Task brief -> This exercise asks for the records to be retyped exactly as they read.

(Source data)
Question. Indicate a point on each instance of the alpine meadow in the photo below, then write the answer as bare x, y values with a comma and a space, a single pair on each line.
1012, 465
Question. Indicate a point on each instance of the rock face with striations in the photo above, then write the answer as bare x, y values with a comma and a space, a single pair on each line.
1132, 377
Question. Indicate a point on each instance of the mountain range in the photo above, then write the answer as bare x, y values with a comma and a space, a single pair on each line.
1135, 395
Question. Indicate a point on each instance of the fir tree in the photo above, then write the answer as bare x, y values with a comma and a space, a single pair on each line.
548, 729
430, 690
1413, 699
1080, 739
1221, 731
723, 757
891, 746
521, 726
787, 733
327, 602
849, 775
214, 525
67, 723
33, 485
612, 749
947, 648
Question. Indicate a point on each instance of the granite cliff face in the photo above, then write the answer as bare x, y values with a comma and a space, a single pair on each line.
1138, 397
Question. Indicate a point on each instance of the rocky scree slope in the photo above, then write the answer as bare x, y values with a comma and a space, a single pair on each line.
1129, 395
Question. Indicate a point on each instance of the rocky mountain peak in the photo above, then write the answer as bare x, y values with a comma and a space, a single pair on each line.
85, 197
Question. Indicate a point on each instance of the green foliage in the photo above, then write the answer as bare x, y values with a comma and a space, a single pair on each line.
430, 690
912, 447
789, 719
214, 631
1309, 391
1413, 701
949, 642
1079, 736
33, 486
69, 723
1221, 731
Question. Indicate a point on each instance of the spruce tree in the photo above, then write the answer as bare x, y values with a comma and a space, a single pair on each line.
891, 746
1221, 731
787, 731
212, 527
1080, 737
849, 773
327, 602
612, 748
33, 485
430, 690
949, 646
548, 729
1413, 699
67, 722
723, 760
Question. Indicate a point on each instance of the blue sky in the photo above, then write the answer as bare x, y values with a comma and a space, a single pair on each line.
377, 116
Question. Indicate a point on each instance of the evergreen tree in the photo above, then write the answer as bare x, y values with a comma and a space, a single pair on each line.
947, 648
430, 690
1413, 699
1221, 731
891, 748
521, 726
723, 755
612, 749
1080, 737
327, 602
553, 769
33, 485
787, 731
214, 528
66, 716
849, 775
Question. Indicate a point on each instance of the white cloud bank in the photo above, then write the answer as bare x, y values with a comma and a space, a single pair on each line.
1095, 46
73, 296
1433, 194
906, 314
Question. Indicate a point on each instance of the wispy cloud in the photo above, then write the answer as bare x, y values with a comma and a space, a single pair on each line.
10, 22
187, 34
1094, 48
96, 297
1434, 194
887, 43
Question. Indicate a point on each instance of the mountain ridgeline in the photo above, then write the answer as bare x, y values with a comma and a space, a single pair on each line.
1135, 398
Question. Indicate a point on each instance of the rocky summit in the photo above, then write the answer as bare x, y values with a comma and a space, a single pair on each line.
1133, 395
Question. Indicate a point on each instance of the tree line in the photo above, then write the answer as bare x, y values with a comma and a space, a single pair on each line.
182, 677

Written solution ->
Question. Indicate a point on each instance of the alpine meadow in the photo below, then write the answer as bare x, y values with a comma and a space, a single pair on each line.
1012, 465
Question. Indicate a point on each instance of the rock face with striations in the photo above, then write the answer as bare x, y values with a comma and a space, a single pair on each line.
1132, 377
Question. Indicate a point on each instance of the mountain range in the photo above, then write the answer as bare x, y values with a comma and a space, a single pair on each line.
1135, 395
Question. Indicate a point on each instance of the fir tree in the photo above, then write the answer as bare x, y values with a comma and a space, a single pair on each line.
548, 729
430, 690
1413, 699
1080, 739
1221, 731
723, 757
891, 746
521, 726
787, 733
327, 602
849, 775
214, 525
67, 723
33, 485
612, 749
947, 648
Question. Indicate a point on each instance of the granite cliff face in the photo above, then write the answer as bare x, y values with a comma and a space, a single pair on each line.
1138, 397
Question. Indicate a point on each instance of the rocky scree slope in the photo above, then write the answer as bare x, y values with a comma and a space, a single pair on each line.
1129, 395
Question. Indicate a point on each instance of the rocky mountain peak in the photo above, then write the answer as bare x, y values with a comma and a space, a single pair on each line.
85, 197
Question. Indicate a point on each instance of the green foliage in the photo above, then write the answer as bare x, y values with a comma and a space, a single pair on each line.
430, 690
912, 447
789, 719
214, 631
1309, 391
1413, 701
949, 642
1079, 736
33, 486
69, 723
1221, 731
Question. Indicate a point on each instance of the spruce tree in the photo above, then write the answer as bare x, y values with a comma and a space, a single pair on each line.
891, 746
1221, 731
787, 731
212, 527
1080, 737
849, 773
327, 602
612, 748
33, 485
430, 690
949, 646
548, 729
1413, 699
67, 722
723, 760
Question. Indicate a point on each instance of the blue sky in the photo above, then write the answer as bare x, y values with a comma and a space, a single pair on each line.
377, 116
Question. Indicate a point on each instance of the evergreen tree in the photo above, then write the answer as bare x, y values with a comma and a space, a single pair on each line.
947, 648
430, 690
1413, 699
1221, 731
891, 748
521, 726
723, 755
612, 749
1080, 737
327, 602
553, 769
33, 485
787, 731
214, 528
66, 716
849, 775
Question. Indicate a point on each instance of the white cloud bank in the photo above, then write the answer as bare x, y values with a comma and a space, a single pair on each line.
1095, 46
73, 296
1433, 194
906, 314
Question. Indicate a point on each instance of the wispy cloud in the photo above, then write the answer as bare x, y values with a comma and a space, a single pair on each line.
10, 22
187, 34
1094, 48
96, 297
1434, 194
887, 43
Question. Indicate a point on each instance of the mountain ridgeline in the photo above, then write the answer as bare x, y values with a comma and a space, a single pair on each line.
1135, 398
Question. Indicate a point on each instance of the rocky summit in the photo above, then write the answer as bare x, y values with a comma and a space, a single pair on each line.
1133, 395
Question. Indicate a point on each instance of the tree line in the photo above, then write the answer as bare x, y values with a comma and a space, a single pair on each line.
182, 677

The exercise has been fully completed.